* Begin STORED DATA *

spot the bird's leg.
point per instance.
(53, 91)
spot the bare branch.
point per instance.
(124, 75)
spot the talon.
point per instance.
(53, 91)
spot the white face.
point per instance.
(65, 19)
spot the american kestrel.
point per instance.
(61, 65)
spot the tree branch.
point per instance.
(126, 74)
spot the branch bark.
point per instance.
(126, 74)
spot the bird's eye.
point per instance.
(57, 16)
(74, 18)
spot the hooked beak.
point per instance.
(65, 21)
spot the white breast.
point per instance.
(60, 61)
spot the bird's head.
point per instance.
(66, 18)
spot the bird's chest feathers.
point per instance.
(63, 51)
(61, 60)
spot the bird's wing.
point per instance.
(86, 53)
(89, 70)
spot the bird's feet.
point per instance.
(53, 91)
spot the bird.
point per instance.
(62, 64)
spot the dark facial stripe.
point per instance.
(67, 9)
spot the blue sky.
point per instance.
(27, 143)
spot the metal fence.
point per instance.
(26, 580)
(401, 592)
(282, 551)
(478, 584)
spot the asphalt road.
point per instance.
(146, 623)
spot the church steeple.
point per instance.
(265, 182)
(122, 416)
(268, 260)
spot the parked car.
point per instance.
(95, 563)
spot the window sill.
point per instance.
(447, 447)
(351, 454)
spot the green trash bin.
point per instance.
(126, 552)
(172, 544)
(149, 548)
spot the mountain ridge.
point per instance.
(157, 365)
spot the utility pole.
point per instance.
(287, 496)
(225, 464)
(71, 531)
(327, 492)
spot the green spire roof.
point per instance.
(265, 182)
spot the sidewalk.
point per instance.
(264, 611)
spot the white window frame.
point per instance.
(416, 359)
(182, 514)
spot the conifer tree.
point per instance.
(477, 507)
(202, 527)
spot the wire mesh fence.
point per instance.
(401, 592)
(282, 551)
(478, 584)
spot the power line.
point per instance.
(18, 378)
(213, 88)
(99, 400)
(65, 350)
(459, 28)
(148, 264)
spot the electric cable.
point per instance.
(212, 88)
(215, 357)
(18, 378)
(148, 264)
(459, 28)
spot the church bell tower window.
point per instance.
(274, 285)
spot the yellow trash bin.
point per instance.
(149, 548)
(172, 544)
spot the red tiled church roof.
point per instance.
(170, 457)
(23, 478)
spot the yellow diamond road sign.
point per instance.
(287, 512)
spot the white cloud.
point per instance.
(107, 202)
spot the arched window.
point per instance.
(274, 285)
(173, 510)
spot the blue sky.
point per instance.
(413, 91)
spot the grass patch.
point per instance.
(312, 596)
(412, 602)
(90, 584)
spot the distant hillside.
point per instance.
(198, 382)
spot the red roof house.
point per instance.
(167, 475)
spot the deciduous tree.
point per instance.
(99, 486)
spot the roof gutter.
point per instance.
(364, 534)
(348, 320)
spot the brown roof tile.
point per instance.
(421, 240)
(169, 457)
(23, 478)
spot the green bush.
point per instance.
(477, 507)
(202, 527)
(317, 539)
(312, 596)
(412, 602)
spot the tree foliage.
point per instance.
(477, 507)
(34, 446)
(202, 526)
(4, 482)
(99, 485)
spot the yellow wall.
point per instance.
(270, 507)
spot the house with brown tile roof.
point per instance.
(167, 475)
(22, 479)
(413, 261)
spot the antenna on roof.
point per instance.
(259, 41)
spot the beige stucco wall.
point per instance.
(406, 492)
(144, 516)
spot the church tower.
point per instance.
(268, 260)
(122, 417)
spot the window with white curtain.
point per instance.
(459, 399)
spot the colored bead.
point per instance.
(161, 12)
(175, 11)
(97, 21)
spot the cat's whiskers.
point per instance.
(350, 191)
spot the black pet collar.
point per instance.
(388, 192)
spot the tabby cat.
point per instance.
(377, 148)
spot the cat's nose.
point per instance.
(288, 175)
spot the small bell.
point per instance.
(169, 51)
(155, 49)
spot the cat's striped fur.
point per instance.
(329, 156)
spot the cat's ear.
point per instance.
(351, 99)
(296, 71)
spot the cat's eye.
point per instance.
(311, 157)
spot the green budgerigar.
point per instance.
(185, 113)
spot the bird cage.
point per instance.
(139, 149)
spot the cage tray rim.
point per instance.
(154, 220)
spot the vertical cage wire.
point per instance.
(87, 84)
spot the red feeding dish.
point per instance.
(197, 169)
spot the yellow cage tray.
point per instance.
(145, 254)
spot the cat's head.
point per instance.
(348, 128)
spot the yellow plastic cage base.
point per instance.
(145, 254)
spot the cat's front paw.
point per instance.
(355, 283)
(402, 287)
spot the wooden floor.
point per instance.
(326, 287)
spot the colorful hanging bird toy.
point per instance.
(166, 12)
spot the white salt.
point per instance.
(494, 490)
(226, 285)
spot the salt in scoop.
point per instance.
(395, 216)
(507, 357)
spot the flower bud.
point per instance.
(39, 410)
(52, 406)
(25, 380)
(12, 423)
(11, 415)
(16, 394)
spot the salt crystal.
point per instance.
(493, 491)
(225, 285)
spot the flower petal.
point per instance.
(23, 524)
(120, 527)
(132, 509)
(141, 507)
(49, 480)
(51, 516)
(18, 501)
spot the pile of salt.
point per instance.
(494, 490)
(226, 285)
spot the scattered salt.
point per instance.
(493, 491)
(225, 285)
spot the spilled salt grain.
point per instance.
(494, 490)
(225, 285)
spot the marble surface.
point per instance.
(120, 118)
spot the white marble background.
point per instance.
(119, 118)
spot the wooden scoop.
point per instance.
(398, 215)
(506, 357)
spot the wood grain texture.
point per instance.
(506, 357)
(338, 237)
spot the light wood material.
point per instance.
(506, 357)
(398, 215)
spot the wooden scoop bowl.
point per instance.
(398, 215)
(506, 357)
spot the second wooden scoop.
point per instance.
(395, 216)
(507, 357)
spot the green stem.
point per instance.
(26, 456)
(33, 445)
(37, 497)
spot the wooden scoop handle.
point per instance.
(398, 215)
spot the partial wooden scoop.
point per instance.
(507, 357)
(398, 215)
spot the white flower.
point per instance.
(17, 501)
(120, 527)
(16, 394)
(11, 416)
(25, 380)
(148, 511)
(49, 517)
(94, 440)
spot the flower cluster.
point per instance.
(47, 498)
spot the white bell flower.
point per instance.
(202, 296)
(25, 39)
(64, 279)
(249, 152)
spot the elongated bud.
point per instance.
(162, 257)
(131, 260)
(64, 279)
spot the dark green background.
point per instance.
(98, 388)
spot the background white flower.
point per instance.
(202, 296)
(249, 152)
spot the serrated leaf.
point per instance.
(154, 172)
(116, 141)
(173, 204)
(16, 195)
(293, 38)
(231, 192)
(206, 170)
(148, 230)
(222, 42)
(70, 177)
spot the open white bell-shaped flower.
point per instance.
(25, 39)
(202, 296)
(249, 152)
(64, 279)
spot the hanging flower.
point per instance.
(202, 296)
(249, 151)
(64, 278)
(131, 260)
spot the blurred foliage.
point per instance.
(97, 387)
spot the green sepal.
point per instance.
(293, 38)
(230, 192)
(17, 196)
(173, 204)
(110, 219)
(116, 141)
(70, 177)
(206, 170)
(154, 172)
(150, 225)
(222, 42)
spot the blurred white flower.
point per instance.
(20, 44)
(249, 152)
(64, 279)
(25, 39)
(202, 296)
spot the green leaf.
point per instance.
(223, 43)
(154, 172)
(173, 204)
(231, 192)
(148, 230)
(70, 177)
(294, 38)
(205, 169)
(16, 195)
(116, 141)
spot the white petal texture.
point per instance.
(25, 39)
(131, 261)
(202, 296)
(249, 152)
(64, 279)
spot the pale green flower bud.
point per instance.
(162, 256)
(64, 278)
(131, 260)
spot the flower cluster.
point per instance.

* End STORED DATA *

*WRITTEN REQUEST*
Return the entries in full, keeping every line exactly as it is.

*RESULT*
spot the bird's leg.
point per instance.
(53, 91)
spot the bare branch.
point per instance.
(124, 75)
spot the talon.
point per instance.
(53, 91)
spot the white face.
point per instance.
(65, 19)
spot the american kestrel.
point per instance.
(61, 65)
spot the tree branch.
point per instance.
(126, 74)
spot the branch bark.
point per instance.
(126, 74)
spot the bird's eye.
point per instance.
(57, 16)
(74, 18)
spot the hooked beak.
point per instance.
(65, 21)
spot the white breast.
point per instance.
(60, 61)
spot the bird's head.
point per instance.
(66, 18)
spot the bird's chest feathers.
point per instance.
(63, 51)
(61, 60)
spot the bird's wing.
point per instance.
(86, 53)
(89, 70)
spot the bird's feet.
point per instance.
(53, 91)
spot the bird.
point per instance.
(62, 64)
spot the dark facial stripe.
point per instance.
(67, 9)
spot the blue sky.
point per instance.
(27, 143)
spot the metal fence.
point per instance.
(26, 580)
(401, 592)
(282, 551)
(478, 584)
spot the asphalt road.
point per instance.
(146, 623)
spot the church steeple.
point per instance.
(265, 182)
(122, 416)
(268, 260)
spot the parked car.
point per instance.
(95, 563)
spot the window sill.
point per instance.
(447, 447)
(351, 454)
spot the green trash bin.
point per instance.
(126, 552)
(172, 544)
(149, 548)
spot the mountain ridge.
point per instance.
(157, 365)
spot the utility pole.
point per instance.
(287, 496)
(225, 464)
(71, 531)
(327, 492)
spot the green spire roof.
point per instance.
(265, 182)
spot the sidewalk.
point per instance.
(264, 611)
spot the white window frame.
point per instance.
(416, 359)
(182, 514)
spot the conifer tree.
point per instance.
(477, 507)
(202, 527)
spot the wire mesh fence.
point per instance.
(401, 592)
(282, 551)
(478, 584)
spot the power line.
point per instance.
(18, 378)
(213, 88)
(99, 400)
(65, 350)
(459, 28)
(148, 264)
spot the electric cable.
point per instance.
(212, 88)
(215, 357)
(18, 378)
(148, 264)
(459, 28)
spot the church bell tower window.
point per instance.
(274, 285)
spot the yellow trash bin.
point per instance.
(149, 548)
(172, 544)
spot the red tiled church roof.
point per instance.
(170, 457)
(23, 478)
spot the yellow diamond road sign.
point per instance.
(287, 512)
spot the white cloud.
point per instance.
(107, 202)
spot the arched window.
point per instance.
(274, 285)
(173, 510)
spot the blue sky.
point per instance.
(413, 91)
spot the grass patch.
point per instance.
(312, 596)
(412, 602)
(90, 584)
spot the distant hillside.
point per instance.
(198, 382)
spot the red roof house.
point per instance.
(167, 475)
spot the deciduous tree.
point per instance.
(99, 486)
spot the roof gutter.
point per instance.
(364, 534)
(348, 320)
spot the brown roof tile.
point per instance.
(421, 240)
(169, 457)
(23, 478)
spot the green bush.
point per instance.
(477, 507)
(202, 527)
(317, 539)
(312, 596)
(412, 602)
spot the tree foliage.
point per instance.
(477, 507)
(34, 446)
(202, 526)
(4, 482)
(99, 485)
spot the yellow wall.
point per instance.
(270, 507)
spot the house with brown tile roof.
point per instance.
(167, 475)
(22, 479)
(413, 261)
spot the antenna on roof.
point per instance.
(259, 41)
spot the beige stucco wall.
point per instance.
(406, 492)
(144, 516)
spot the church tower.
point per instance.
(268, 260)
(122, 417)
spot the window with white curtain.
point per instance.
(459, 399)
spot the colored bead.
point per instance.
(161, 12)
(175, 11)
(97, 21)
spot the cat's whiskers.
point per instance.
(350, 191)
spot the black pet collar.
point per instance.
(388, 192)
spot the tabby cat.
point per instance.
(377, 148)
spot the cat's nose.
point per instance.
(288, 175)
spot the small bell.
point per instance.
(169, 51)
(155, 49)
spot the cat's striped fur.
point per instance.
(329, 156)
spot the cat's ear.
point per instance.
(351, 99)
(296, 71)
spot the cat's eye.
point per instance.
(311, 157)
spot the green budgerigar.
point per instance.
(185, 113)
spot the bird cage.
point per instance.
(139, 149)
spot the cage tray rim.
point per instance.
(154, 220)
spot the vertical cage wire.
point per instance.
(87, 84)
spot the red feeding dish.
point per instance.
(197, 169)
spot the yellow cage tray.
point per instance.
(145, 254)
spot the cat's head.
point per instance.
(348, 128)
spot the yellow plastic cage base.
point per instance.
(145, 254)
spot the cat's front paw.
point per instance.
(355, 283)
(402, 287)
spot the wooden floor.
point per instance.
(326, 287)
spot the colorful hanging bird toy.
point per instance.
(166, 12)
spot the white salt.
point per instance.
(494, 490)
(226, 285)
spot the salt in scoop.
point per instance.
(395, 216)
(507, 357)
spot the flower bud.
point per instance.
(39, 410)
(52, 406)
(25, 380)
(12, 423)
(11, 415)
(16, 394)
spot the salt crystal.
point per instance.
(493, 491)
(225, 285)
spot the flower petal.
point per instance.
(23, 524)
(120, 527)
(132, 509)
(141, 507)
(49, 480)
(51, 516)
(18, 501)
spot the pile of salt.
point per instance.
(494, 490)
(226, 285)
spot the scattered salt.
point per instance.
(493, 491)
(225, 285)
spot the spilled salt grain.
point per instance.
(494, 490)
(225, 285)
spot the marble surface.
point per instance.
(120, 118)
spot the white marble background.
point per instance.
(119, 118)
spot the wooden scoop.
point per instance.
(398, 215)
(506, 357)
spot the wood grain texture.
point per instance.
(506, 357)
(338, 237)
spot the light wood material.
point per instance.
(506, 357)
(398, 215)
spot the wooden scoop bowl.
point per instance.
(398, 215)
(506, 357)
spot the second wooden scoop.
point per instance.
(395, 216)
(507, 357)
spot the green stem.
point per instance.
(26, 456)
(33, 445)
(37, 497)
spot the wooden scoop handle.
point per instance.
(398, 215)
spot the partial wooden scoop.
point per instance.
(507, 357)
(398, 215)
spot the white flower.
point per instance.
(17, 501)
(120, 527)
(16, 394)
(11, 416)
(25, 380)
(148, 511)
(49, 517)
(94, 440)
spot the flower cluster.
point per instance.
(47, 498)
spot the white bell flower.
point per instance.
(202, 296)
(25, 39)
(64, 279)
(249, 152)
spot the elongated bud.
point per instance.
(162, 257)
(131, 260)
(64, 279)
spot the dark green background.
point per instance.
(98, 388)
spot the background white flower.
point per instance.
(202, 296)
(249, 152)
spot the serrated leaf.
point per instance.
(154, 172)
(116, 141)
(173, 204)
(16, 195)
(293, 38)
(231, 192)
(206, 170)
(148, 230)
(222, 42)
(70, 177)
spot the open white bell-shaped flower.
point per instance.
(25, 39)
(202, 296)
(249, 152)
(64, 279)
spot the hanging flower.
point per instance.
(202, 296)
(249, 151)
(64, 278)
(131, 260)
spot the blurred foliage.
point per instance.
(97, 387)
spot the green sepal.
point per instance.
(293, 38)
(230, 192)
(17, 196)
(173, 204)
(110, 219)
(116, 141)
(70, 177)
(206, 170)
(154, 172)
(150, 225)
(222, 42)
spot the blurred white flower.
point per instance.
(20, 44)
(249, 152)
(64, 279)
(25, 39)
(202, 296)
spot the green leaf.
point per instance.
(223, 43)
(154, 172)
(173, 204)
(231, 192)
(148, 230)
(70, 177)
(294, 38)
(205, 169)
(16, 195)
(116, 141)
spot the white petal texture.
point per instance.
(25, 39)
(131, 261)
(202, 296)
(249, 152)
(64, 279)
spot the pale green flower bud.
point per instance.
(162, 256)
(64, 278)
(131, 260)
spot the flower cluster.
point per instance.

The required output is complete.